--- Start of EXERCISE INPUTS ---

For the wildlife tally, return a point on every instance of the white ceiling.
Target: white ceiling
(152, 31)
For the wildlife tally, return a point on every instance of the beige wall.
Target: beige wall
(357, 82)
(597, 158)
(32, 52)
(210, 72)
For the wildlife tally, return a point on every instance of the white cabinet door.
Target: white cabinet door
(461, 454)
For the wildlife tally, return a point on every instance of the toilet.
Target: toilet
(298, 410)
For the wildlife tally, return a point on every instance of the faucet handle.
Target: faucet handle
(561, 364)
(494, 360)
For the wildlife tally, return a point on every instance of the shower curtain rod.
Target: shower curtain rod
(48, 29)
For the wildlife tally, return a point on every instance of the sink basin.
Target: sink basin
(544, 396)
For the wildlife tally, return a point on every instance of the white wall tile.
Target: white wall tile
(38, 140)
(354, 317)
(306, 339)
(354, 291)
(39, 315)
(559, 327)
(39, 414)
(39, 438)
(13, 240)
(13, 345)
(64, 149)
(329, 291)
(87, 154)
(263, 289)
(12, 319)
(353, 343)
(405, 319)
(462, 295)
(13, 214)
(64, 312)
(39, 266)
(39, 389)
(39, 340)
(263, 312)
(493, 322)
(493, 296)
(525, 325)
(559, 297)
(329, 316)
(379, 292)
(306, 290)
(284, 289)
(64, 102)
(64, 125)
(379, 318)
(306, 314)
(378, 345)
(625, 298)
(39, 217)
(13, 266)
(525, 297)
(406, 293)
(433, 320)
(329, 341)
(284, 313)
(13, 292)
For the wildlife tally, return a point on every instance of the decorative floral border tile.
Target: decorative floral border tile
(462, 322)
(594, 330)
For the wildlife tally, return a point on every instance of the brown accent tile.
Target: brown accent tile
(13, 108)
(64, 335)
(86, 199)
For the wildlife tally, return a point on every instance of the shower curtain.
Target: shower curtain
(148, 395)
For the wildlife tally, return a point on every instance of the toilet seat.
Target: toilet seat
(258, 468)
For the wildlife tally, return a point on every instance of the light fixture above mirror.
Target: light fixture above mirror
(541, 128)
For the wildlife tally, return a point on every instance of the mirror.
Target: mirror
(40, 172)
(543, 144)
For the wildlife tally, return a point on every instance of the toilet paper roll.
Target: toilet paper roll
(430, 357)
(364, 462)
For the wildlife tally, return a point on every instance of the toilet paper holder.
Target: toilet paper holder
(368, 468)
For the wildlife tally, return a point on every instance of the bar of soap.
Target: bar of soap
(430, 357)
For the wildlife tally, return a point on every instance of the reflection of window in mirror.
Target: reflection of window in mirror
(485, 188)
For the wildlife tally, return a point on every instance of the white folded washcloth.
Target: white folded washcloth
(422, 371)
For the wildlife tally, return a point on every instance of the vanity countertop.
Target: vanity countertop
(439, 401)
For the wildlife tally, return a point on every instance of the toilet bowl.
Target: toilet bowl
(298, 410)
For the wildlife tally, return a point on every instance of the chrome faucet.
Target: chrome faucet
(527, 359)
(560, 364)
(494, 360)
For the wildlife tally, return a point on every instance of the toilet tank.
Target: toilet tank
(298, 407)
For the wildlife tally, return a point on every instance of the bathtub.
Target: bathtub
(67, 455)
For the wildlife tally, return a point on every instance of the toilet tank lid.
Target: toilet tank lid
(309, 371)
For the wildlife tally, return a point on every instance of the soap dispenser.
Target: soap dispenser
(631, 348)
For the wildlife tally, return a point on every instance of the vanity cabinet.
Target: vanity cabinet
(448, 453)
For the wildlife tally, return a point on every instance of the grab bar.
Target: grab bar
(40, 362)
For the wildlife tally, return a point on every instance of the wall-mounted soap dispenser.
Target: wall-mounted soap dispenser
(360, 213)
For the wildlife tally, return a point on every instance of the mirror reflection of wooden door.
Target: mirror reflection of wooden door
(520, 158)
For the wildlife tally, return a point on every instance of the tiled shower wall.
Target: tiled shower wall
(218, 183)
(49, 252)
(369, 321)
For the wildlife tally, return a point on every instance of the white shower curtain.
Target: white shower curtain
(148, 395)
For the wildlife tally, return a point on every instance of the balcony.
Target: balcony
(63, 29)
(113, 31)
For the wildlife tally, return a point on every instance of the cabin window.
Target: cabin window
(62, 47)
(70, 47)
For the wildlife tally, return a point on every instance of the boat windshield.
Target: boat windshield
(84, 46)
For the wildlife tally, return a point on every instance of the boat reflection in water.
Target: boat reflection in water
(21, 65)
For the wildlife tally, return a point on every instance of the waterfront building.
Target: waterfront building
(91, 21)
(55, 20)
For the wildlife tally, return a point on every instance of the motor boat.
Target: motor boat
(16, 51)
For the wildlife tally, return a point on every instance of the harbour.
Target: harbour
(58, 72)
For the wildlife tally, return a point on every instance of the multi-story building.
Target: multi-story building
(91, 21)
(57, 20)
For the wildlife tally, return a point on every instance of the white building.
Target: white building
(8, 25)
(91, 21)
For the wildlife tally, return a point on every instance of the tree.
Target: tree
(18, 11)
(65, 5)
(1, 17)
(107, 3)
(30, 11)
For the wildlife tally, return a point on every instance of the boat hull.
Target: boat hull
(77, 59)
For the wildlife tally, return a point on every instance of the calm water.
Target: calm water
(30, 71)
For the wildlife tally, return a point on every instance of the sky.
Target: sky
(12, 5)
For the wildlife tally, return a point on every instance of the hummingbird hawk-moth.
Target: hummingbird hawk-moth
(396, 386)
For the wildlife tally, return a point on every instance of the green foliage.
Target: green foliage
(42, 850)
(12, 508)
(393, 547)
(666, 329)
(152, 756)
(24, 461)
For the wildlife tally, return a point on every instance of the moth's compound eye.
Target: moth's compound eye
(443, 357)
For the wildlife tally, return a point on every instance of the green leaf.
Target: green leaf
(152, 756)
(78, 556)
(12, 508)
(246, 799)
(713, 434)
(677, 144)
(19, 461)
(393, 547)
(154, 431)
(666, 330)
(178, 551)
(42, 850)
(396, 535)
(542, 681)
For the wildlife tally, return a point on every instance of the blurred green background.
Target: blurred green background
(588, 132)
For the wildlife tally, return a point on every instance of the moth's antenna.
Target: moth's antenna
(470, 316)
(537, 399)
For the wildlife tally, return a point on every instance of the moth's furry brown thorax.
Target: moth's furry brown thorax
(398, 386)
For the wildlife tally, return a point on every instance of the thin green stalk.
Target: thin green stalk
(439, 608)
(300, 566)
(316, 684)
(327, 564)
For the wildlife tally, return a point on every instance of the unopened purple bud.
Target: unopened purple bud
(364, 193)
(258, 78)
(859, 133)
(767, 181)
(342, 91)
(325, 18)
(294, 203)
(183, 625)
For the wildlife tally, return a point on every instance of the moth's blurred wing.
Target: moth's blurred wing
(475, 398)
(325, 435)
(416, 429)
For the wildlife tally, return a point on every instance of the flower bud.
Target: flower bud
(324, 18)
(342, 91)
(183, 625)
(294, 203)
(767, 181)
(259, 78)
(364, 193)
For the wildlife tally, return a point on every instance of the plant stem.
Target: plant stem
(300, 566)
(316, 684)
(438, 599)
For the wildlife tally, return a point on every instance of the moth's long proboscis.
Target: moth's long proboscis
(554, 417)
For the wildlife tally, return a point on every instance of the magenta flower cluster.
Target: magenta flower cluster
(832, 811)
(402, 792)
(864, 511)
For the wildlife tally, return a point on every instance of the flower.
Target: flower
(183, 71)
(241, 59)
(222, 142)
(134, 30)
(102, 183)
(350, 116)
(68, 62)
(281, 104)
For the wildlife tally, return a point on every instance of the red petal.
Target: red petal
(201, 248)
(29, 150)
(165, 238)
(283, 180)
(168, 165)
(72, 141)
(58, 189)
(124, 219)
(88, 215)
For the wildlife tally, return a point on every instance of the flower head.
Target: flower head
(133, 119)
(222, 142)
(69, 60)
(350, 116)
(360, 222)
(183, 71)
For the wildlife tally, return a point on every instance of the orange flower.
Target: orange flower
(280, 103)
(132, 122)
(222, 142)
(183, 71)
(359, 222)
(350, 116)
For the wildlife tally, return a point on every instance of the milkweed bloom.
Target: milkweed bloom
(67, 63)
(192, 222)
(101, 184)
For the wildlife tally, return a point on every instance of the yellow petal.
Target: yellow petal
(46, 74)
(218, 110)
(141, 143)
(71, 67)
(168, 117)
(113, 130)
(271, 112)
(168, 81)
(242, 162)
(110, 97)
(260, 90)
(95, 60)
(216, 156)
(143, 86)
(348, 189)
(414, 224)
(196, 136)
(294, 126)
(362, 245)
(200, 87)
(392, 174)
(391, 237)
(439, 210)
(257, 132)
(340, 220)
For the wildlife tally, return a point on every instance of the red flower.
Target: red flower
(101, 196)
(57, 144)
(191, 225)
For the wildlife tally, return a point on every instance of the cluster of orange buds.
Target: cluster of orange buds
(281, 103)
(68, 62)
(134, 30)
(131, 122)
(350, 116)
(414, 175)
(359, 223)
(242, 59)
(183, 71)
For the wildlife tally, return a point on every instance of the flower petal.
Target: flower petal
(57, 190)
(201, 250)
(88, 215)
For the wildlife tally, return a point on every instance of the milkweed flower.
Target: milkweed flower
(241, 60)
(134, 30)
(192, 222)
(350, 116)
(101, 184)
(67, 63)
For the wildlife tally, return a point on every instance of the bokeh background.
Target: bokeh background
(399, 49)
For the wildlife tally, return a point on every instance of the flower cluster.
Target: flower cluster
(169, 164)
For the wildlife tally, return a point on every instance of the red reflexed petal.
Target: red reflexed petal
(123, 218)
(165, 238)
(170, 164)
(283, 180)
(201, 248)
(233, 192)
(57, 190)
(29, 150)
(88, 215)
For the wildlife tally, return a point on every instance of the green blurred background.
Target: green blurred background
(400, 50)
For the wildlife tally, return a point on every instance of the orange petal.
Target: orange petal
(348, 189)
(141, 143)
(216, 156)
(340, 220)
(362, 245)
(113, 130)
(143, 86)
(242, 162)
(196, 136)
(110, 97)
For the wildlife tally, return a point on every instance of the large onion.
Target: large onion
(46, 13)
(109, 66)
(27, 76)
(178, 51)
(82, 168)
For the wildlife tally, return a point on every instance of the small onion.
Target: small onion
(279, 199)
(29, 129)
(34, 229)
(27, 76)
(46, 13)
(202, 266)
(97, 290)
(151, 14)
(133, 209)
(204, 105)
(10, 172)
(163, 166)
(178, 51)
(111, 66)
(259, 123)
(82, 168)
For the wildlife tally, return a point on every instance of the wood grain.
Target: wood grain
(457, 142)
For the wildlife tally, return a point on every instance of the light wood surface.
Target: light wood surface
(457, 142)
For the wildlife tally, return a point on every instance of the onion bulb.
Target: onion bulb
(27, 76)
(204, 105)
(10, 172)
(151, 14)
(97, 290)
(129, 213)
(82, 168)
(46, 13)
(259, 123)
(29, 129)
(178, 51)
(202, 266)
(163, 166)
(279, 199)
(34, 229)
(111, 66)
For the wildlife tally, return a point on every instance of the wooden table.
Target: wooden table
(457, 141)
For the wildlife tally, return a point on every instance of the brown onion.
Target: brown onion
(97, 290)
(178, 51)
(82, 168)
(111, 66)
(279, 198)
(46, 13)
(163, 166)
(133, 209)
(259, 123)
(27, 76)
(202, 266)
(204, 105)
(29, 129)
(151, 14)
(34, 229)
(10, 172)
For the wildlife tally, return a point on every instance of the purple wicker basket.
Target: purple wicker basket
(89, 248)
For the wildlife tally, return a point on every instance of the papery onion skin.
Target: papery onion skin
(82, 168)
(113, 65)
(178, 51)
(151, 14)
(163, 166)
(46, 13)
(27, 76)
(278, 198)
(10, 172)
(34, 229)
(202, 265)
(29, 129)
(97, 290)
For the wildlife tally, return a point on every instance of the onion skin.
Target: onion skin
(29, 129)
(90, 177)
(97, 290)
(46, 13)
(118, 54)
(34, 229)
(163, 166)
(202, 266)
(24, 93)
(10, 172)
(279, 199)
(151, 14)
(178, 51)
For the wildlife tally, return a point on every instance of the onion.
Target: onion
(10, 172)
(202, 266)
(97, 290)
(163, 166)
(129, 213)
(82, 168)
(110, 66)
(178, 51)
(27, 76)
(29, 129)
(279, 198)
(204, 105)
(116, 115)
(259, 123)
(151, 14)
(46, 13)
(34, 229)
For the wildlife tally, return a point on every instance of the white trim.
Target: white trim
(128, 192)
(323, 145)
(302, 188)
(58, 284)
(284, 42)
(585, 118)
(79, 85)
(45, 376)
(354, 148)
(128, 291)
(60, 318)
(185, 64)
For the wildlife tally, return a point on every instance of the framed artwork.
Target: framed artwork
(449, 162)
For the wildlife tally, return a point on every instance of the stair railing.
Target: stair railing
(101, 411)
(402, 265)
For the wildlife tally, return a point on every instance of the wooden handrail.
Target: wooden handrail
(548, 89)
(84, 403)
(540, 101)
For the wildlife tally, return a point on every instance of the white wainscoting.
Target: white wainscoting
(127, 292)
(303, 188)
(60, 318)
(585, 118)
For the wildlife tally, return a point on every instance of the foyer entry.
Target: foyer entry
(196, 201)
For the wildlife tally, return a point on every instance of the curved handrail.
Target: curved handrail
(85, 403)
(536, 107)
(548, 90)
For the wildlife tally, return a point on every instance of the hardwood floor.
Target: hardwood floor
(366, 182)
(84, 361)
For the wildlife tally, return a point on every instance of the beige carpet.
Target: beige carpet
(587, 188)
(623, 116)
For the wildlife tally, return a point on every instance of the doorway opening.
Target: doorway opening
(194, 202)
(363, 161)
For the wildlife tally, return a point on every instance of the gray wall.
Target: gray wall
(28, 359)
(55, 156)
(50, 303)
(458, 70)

--- End of EXERCISE INPUTS ---

PROBLEM
Copy exactly the lines from the one containing "the framed artwork." through the last line of the records, both included, and nothing else.

OUTPUT FOR THIS TASK
For the wildlife tally, return a point on every instance of the framed artwork.
Target: framed artwork
(449, 162)
For the wildlife tally, return a point on every instance of the stair railing.
Target: stair railing
(101, 411)
(402, 265)
For the wildlife tally, return a point on every instance of the wooden handrail.
Target: wooden handrail
(548, 89)
(84, 403)
(540, 101)
For the wildlife tally, return a point on every instance of the white wainscoting.
Target: white wainscoting
(127, 292)
(303, 188)
(60, 318)
(585, 118)
For the wildlife tally, return a point on every instance of the foyer entry.
Target: foyer entry
(196, 201)
For the wildlife tally, return a point on every instance of the curved handrail.
Target: curved handrail
(85, 403)
(536, 107)
(548, 90)
For the wildlife tally, return a point on every instance of the hardwood floor.
Target: hardwood floor
(366, 182)
(84, 361)
For the wildlife tally, return a point on every instance of the beige carpet.
Target: beige carpet
(587, 188)
(623, 116)
For the wildlife tally, return a point on every instance of the doorway opening.
Target: doorway opening
(194, 202)
(363, 161)
For the wildlife tally, return a point on every instance of the gray wall.
Target: gray wall
(28, 359)
(55, 156)
(50, 303)
(458, 70)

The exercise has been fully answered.